Above: Members of AEDC’s Space Threat Assessment Testbed (STAT) Test & Evaluation team install a microsatellite in the STAT chamber before conducting a test. (Photo by Jacqueline Cowan)
The Space and Missiles Combined Test Force (CTF) at the Arnold Engineering Development Complex (AEDC) recently completed its first Space Threat Assessment Test and Evaluation (STAT) for the US Navy.
Engineers from the Naval Surface Warfare Center (NSWC) Crane Division requested several candidate electronic components be exposed to low energy electrons they would experience on-orbit. The test was funded under a Naval Innovative Science and Engineering project that focuses on single electron effects in advanced electronics.
In true CTF fashion, the STAT team performing this test was made up of AEDC civilians and military members and contractors, and augmented by NSWC personnel. The test was a significant milestone for AEDC as it marked the start of external organizations using the STAT team to perform space test and evaluation in a ground-based combined environments facility.
STAT testing involves recreating space environments from low-earth orbit to geo-synchronous orbit in order to expose systems-under-test to natural and induced conditions.
Since the test team can simultaneously combine these effects on components, subsystems and even full-up satellites, it provides unique knowledge leading to technology maturation, acquisition development and risk reduction, and operational tactics, techniques and procedures for operators of such space-based systems.

### Tasks for this exercise
• a. In the article on AEDC's first STAT test for the US Navy, what project funded the test?
• b. Write out the article on AEDC's first STAT test for the US Navy word for word, everything from "In true CTF" down to "and induced conditions.".
• c. Pick up the article on AEDC's first STAT test for the US Navy after its last sentence and carry it on.

### Input data
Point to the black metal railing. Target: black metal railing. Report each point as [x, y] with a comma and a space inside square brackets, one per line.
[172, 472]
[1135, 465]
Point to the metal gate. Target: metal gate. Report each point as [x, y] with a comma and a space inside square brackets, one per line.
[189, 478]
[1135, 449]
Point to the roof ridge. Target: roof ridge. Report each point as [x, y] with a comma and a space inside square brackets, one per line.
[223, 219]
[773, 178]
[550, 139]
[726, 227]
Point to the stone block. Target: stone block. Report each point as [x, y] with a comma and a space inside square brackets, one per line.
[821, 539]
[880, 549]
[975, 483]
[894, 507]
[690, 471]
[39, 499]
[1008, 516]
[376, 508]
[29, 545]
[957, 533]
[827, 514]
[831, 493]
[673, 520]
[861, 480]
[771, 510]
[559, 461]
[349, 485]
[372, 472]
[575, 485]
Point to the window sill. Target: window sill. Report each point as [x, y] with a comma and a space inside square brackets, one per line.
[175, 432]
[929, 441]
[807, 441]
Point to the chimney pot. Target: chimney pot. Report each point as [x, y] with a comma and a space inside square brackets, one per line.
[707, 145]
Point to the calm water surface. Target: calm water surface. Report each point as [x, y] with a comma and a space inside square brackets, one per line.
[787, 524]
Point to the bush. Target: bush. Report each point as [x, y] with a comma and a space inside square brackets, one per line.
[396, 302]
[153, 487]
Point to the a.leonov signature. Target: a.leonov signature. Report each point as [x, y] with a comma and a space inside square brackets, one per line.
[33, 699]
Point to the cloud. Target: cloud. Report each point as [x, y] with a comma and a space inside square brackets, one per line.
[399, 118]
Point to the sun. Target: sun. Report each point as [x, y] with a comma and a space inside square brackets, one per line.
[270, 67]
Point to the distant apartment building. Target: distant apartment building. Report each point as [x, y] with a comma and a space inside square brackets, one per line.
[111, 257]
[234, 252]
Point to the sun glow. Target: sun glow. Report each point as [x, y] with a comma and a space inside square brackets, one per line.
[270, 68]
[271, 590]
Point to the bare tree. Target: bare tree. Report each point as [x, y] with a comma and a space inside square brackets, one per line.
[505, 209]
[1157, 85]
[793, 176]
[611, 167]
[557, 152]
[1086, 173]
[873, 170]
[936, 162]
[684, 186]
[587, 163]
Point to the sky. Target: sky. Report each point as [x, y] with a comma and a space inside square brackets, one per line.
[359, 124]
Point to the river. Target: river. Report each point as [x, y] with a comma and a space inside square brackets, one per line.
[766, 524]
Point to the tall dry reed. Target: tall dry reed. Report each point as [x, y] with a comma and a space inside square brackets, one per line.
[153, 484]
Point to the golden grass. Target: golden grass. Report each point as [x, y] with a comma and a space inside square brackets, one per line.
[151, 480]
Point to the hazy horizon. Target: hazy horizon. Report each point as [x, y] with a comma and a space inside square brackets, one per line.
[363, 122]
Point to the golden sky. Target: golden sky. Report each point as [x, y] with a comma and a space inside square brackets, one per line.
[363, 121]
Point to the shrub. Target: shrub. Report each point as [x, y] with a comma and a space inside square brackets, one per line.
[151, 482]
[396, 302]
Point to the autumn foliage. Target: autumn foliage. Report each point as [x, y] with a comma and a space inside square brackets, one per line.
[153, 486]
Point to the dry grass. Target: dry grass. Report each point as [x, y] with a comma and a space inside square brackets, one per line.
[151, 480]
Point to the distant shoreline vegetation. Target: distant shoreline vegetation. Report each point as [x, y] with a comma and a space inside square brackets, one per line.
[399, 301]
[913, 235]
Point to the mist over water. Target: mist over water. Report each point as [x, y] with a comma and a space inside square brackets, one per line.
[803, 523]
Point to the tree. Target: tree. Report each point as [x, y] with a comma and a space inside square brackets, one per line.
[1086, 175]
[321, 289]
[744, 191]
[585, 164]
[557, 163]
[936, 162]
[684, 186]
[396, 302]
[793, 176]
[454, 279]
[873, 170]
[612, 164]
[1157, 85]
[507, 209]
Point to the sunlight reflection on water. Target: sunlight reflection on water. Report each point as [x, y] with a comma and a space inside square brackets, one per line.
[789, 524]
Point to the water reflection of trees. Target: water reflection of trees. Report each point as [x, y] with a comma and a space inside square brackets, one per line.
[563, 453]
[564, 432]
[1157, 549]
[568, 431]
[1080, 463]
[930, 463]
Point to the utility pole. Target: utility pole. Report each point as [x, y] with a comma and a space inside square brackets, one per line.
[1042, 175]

### Answers by item number
• a. A Naval Innovative Science and Engineering project focused on single electron effects in advanced electronics.

• b.
In true CTF fashion, the STAT team performing this test was made up of AEDC civilians and military members and contractors, and augmented by NSWC personnel. The test was a significant milestone for AEDC as it marked the start of external organizations using the STAT team to perform space test and evaluation in a ground-based combined environments facility.
STAT testing involves recreating space environments from low-earth orbit to geo-synchronous orbit in order to expose systems-under-test to natural and induced conditions.

• c.
Prior to the STAT capability, the team conducted similar testing in the Characterization of Combined Orbital Surface Effects (CCOSE) facility. However, testing in CCOSE was on a much smaller scale, 2 x 2 inches as compared to the STAT chamber’s 30 x 30 inch test section.
Examples of testing the team has conducted include subjecting solar cells, electronics and thermal control coatings to the conditions found in space. In addition to real-time orbital simulation, the team can accelerate long-term exposure and effects that the space environment has on hardware.
The STAT chamber is 7ft deep and 10ft wide, and can provide uniform exposure from various space environmental sources. The chamber’s design allows the team to access either the sources or the systems-under-test while maintaining test conditions in the remainder of the chamber interior. It is capable of testing anything from large-scale satellite components to small-scale satellites.